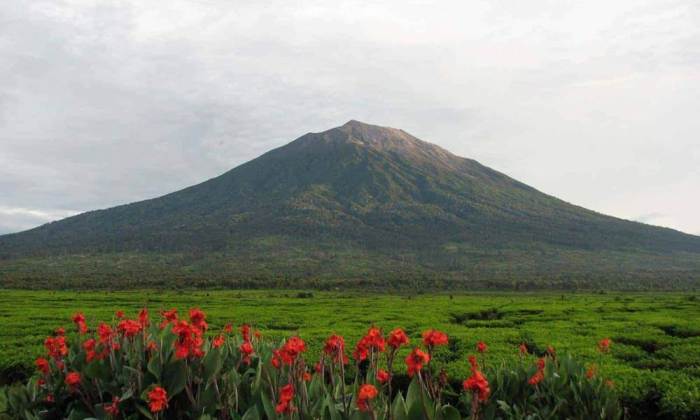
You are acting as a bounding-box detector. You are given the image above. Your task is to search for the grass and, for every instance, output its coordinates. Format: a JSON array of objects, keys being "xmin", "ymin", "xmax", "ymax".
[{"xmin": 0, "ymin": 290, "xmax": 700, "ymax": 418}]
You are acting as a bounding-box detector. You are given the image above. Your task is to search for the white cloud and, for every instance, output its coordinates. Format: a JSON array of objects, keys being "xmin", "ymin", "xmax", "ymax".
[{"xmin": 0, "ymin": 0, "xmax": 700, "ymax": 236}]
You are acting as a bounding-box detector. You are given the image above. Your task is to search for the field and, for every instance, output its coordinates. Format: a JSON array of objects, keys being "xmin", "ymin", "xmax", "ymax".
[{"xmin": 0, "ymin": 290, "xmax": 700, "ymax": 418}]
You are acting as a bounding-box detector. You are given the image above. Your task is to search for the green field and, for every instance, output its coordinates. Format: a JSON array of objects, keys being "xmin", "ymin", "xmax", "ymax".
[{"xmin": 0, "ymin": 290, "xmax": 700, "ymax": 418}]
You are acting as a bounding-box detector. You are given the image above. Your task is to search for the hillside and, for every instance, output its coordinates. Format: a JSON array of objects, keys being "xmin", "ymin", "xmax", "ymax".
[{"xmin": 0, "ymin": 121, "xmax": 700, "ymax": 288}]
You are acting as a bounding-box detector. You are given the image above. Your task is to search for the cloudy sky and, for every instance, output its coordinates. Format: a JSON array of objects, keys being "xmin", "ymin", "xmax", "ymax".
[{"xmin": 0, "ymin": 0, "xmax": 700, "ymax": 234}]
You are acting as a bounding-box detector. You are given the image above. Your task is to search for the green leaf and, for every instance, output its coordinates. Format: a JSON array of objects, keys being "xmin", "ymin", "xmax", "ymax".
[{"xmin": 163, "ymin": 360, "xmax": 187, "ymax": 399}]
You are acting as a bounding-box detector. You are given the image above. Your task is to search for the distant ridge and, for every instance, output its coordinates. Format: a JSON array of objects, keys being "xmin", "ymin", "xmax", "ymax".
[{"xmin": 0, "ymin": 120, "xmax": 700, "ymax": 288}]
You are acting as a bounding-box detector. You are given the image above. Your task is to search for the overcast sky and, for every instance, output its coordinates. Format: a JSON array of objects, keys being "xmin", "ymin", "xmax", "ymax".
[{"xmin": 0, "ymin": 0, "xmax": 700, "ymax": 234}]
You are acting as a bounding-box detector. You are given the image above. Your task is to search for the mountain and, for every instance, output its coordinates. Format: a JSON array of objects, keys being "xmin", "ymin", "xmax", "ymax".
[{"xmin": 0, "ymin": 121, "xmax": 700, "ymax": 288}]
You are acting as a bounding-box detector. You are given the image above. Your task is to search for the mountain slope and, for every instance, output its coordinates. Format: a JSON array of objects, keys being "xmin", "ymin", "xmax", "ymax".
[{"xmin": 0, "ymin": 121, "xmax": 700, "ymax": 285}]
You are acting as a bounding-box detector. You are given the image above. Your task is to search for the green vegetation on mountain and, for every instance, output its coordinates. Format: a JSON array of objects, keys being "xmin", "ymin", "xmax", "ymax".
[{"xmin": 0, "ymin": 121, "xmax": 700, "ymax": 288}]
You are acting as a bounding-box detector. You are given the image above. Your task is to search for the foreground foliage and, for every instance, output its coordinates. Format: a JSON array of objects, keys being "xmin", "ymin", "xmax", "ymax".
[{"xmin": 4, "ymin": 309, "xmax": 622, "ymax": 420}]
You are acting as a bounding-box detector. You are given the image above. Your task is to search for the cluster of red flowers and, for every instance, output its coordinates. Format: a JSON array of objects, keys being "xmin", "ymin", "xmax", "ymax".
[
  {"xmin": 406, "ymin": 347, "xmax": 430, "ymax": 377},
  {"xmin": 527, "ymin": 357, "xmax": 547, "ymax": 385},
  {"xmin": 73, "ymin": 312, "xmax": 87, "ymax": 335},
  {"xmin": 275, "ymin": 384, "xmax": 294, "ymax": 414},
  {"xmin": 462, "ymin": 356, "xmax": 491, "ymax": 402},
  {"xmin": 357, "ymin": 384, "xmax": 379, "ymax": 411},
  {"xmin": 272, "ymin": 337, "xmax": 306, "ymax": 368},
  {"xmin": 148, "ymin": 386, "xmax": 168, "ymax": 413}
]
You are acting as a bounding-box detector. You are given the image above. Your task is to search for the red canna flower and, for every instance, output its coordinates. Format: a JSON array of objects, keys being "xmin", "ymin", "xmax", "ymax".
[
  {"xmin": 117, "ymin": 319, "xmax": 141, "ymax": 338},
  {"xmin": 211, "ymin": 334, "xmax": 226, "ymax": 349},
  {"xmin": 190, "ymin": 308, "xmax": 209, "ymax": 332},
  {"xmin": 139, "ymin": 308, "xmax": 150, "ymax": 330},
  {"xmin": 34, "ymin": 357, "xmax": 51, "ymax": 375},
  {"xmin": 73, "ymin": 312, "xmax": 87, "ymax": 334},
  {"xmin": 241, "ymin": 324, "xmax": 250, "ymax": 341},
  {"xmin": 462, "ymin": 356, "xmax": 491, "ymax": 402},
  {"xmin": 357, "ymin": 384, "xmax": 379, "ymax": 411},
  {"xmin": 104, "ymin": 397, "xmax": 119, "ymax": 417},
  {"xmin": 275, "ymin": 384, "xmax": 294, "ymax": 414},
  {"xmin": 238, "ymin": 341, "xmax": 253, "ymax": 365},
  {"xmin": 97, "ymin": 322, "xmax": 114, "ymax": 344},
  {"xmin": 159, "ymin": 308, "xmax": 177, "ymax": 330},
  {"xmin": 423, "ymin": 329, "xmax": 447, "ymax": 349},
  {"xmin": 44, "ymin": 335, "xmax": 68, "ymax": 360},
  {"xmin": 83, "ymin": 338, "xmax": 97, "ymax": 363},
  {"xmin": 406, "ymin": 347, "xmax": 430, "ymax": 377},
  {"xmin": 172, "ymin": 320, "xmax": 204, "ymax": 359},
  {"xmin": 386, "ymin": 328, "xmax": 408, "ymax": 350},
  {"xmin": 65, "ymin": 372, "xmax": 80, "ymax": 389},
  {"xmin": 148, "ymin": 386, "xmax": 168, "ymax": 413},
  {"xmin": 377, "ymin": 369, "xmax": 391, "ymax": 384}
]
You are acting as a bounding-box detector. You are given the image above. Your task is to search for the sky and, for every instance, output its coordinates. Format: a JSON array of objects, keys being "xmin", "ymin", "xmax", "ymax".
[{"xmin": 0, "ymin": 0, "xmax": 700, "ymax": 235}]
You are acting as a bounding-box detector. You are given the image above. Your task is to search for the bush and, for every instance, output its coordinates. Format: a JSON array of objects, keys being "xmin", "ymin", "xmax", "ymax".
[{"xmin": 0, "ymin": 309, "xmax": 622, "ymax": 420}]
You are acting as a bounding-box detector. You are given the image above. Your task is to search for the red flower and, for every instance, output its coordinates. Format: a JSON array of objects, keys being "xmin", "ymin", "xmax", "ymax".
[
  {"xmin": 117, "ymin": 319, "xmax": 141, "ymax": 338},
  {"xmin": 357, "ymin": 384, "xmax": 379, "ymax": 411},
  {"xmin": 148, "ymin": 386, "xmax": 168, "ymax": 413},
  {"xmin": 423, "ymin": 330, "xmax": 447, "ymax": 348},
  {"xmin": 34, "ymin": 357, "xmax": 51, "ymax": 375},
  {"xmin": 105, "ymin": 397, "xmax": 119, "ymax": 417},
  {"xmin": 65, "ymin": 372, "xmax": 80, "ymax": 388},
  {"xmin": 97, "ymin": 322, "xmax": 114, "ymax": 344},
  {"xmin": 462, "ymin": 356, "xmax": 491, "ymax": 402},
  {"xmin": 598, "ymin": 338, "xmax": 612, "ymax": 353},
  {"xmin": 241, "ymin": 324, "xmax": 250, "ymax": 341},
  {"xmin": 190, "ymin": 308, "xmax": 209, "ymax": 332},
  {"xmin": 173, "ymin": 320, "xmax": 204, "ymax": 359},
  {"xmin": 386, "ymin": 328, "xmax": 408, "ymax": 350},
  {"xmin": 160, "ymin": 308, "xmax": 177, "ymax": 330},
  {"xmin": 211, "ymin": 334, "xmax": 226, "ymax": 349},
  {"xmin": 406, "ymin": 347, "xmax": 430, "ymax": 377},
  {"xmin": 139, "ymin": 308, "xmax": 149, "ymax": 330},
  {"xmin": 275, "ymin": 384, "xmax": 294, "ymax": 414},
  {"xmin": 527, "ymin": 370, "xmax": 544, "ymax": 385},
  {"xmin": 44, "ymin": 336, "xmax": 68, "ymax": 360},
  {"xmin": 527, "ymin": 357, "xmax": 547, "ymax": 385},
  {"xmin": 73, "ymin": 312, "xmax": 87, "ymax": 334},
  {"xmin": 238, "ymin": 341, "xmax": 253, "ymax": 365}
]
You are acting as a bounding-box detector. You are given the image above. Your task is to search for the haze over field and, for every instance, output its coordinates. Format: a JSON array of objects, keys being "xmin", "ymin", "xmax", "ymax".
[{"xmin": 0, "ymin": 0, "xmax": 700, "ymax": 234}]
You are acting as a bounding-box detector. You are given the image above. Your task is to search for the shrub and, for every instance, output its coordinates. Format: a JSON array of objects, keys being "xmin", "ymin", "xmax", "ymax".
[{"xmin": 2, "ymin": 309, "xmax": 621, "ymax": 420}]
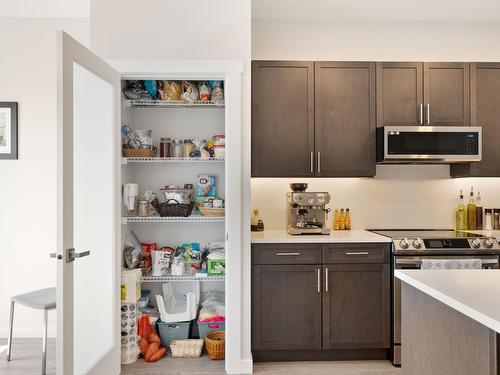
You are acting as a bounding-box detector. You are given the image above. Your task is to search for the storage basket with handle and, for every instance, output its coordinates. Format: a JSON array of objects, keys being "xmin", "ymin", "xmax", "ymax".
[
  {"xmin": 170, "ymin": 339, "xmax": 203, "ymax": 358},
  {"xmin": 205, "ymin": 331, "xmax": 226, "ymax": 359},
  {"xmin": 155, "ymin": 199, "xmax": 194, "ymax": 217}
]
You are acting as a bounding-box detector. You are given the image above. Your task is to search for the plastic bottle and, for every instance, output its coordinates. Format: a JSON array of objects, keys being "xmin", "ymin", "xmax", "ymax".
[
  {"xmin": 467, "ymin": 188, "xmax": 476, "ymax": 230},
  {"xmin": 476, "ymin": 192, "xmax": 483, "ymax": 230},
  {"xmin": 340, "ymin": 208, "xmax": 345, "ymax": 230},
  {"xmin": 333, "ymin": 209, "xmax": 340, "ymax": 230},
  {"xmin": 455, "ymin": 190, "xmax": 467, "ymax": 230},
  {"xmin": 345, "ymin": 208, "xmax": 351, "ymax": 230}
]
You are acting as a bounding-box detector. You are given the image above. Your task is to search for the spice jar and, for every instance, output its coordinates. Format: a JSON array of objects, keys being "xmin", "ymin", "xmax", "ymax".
☆ ☆ ☆ ☆ ☆
→ **What you should do**
Please retype, exactly as written, every line from the line containing "for the plastic" through the last line of the records above, including both of those lines, and nothing else.

→ **Response to this exercise**
You are acting as a bounding-box detector. You are given the image above. Your task is to search for the plastic bottle and, for every instance, output its coordinates. Format: a JSON array of objects, keys being "xmin", "ymin", "xmax", "ymax".
[
  {"xmin": 467, "ymin": 188, "xmax": 476, "ymax": 230},
  {"xmin": 476, "ymin": 192, "xmax": 483, "ymax": 230},
  {"xmin": 340, "ymin": 208, "xmax": 345, "ymax": 230},
  {"xmin": 333, "ymin": 209, "xmax": 340, "ymax": 230},
  {"xmin": 455, "ymin": 190, "xmax": 467, "ymax": 230},
  {"xmin": 345, "ymin": 208, "xmax": 351, "ymax": 230}
]
You are acting as a bounding-box detector. You are given the image above. Your task is to search for the spice jar and, for every instance, output its coordinates. Format: a JSON array of objects, keys being "xmin", "ymin", "xmax", "ymax".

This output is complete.